(Referring expression data)

◇ ◇ ◇

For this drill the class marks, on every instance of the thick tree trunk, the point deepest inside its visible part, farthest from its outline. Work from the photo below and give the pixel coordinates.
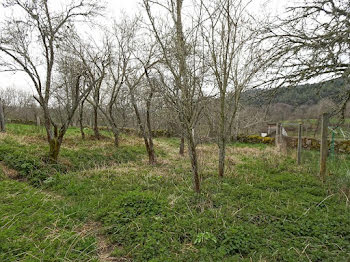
(2, 118)
(95, 127)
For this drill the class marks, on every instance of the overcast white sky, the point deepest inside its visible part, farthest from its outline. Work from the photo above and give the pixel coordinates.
(113, 10)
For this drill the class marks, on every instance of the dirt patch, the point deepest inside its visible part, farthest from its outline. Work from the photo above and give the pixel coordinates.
(11, 173)
(104, 248)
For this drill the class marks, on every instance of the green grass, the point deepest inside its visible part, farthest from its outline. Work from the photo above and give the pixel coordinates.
(36, 227)
(265, 209)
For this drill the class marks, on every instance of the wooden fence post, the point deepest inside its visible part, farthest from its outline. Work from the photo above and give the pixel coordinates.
(324, 146)
(299, 144)
(2, 118)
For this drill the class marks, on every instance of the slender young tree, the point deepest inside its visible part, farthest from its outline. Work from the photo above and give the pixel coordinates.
(181, 59)
(29, 42)
(235, 60)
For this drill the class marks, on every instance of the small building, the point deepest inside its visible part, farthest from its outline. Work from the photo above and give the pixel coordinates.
(271, 130)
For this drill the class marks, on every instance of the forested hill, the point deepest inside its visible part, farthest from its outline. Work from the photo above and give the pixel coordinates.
(308, 94)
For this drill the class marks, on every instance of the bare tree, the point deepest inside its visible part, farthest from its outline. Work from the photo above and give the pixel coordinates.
(235, 60)
(2, 117)
(181, 61)
(30, 41)
(312, 43)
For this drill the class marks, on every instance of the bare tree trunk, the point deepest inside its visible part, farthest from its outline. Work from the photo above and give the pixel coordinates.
(81, 116)
(222, 154)
(150, 151)
(115, 132)
(194, 161)
(37, 120)
(95, 127)
(222, 134)
(182, 145)
(2, 118)
(152, 156)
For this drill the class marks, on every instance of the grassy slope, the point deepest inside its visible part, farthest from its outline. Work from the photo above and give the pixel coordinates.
(265, 209)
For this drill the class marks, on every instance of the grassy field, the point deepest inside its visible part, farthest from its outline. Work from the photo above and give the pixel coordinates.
(101, 203)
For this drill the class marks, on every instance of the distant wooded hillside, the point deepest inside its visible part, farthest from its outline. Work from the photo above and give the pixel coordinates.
(309, 94)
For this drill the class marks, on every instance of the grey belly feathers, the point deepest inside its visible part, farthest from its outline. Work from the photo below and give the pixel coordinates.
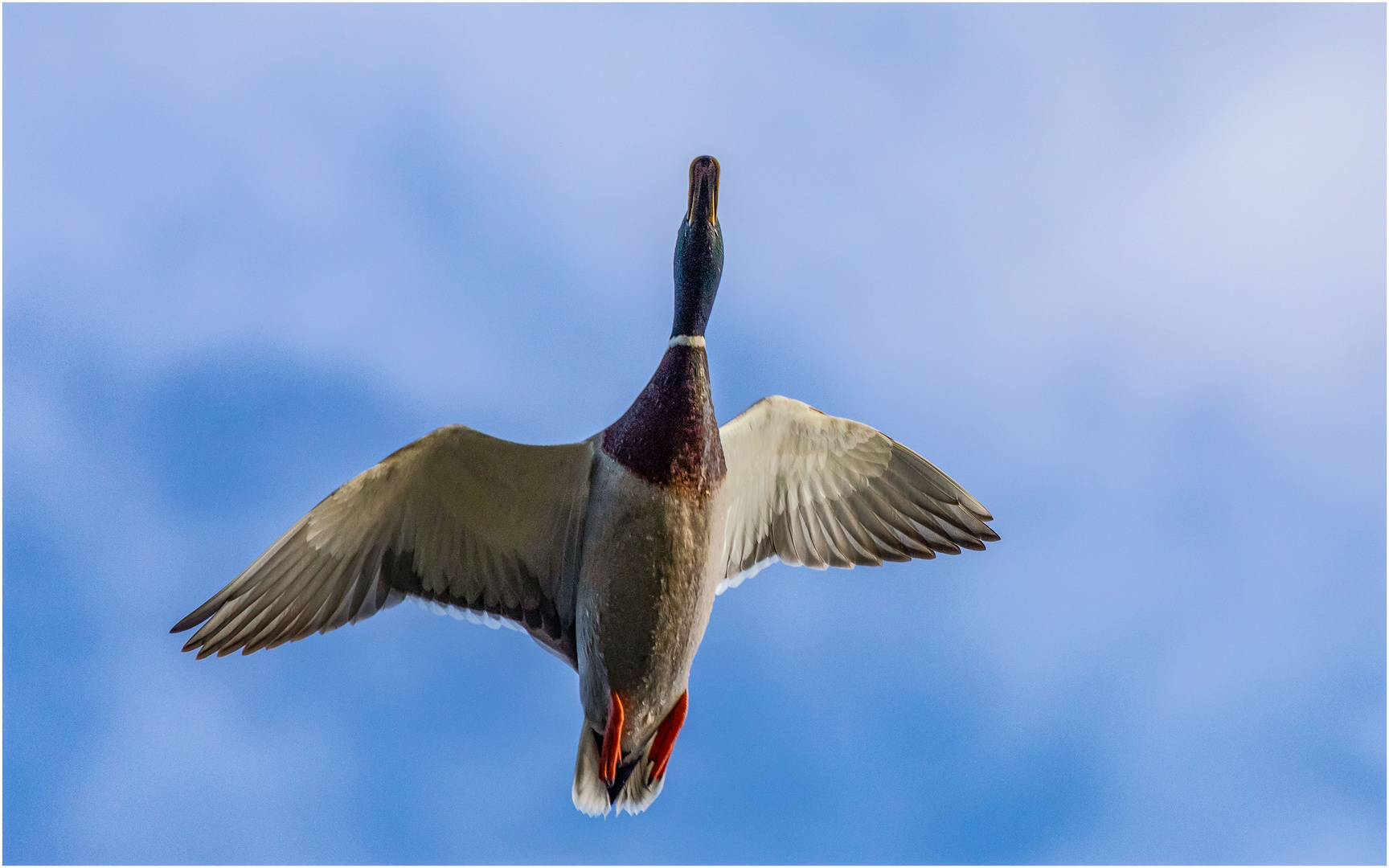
(608, 551)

◇ ◇ ◇

--- TO DO ---
Reprint all the data above verbatim, excluding pictures.

--- WRITTEN ANSWER ---
For this drill the class marks, on every instance of the thick tree trunk, the point deepest inside its visible part, farthest from its outline. Work from the photo below and give the pixel coordinates.
(2, 118)
(95, 127)
For this drill the class marks, on every instance of the overcast white sky, the point deepest inside its visible part, farthest from its outline. Work from the photo above and give the pixel coordinates.
(113, 10)
For this drill the class marks, on every instance of the dirt patch, the point deepest inside its visible part, farthest from its outline. Work from the photo above and give the pixel coordinates.
(11, 173)
(104, 248)
For this drill the class marks, on every instance of the green grass, the point deepest inside its visible part, farthest from its outline. Work from the photo above and give the pixel coordinates.
(36, 227)
(265, 209)
For this drill the class marks, on every instance of the wooden fence post, the point deepest inside its visible part, farthest from its outline. Work from the photo above and give the pixel coordinates.
(324, 146)
(299, 144)
(2, 118)
For this drill the class marks, on every instance of the slender young tree, the point deepest inside its visible part, farthest from its outline. Work from the photo above and give the pixel coordinates.
(181, 59)
(29, 42)
(235, 60)
For this drill the class marks, on every instance of the small building, the point deepest inside its visible part, farthest from its outline. Work from the photo above and give the pixel coordinates.
(271, 130)
For this drill the class marks, on every instance of the forested hill, the point deepest inside its visible part, farthest from its outline. Work from the photo above and give the pixel coordinates.
(308, 94)
For this drill the class marks, on every instance of the bare tree, the point deepest inside its visible part, farthest from its outline. Work from the photo above and give the pixel coordinates.
(235, 60)
(2, 117)
(181, 61)
(30, 41)
(312, 43)
For this drill the class marks, on every instance of the bare tree trunk, the point deepest inside its visible part, farthest from its outline. Work from the photo above and give the pixel coordinates.
(81, 116)
(222, 154)
(150, 151)
(115, 132)
(194, 161)
(37, 120)
(95, 127)
(222, 134)
(182, 145)
(2, 118)
(152, 156)
For this drill the class marks, on every instance of the grassy slope, the point deepest inside its visible part, farthest from its outline. Work from the photo above and give the pixel coordinates.
(265, 209)
For this drill the class marks, on every instance of the grassy field, the point deepest inside its visible part, farthest from its outline. Work from the photo above and give the pixel coordinates.
(101, 203)
For this drill the class marks, on every instance of the distant wooded hillside, the point deepest inside its visible part, farthest from its outline. Work from the photo above and give the pixel coordinates.
(309, 94)
For this drill the class marks, on every instance of the grey belly feathers, the point deepest inside its visible part, farthest from its outline. Work from the photo below and give the pixel coordinates.
(608, 551)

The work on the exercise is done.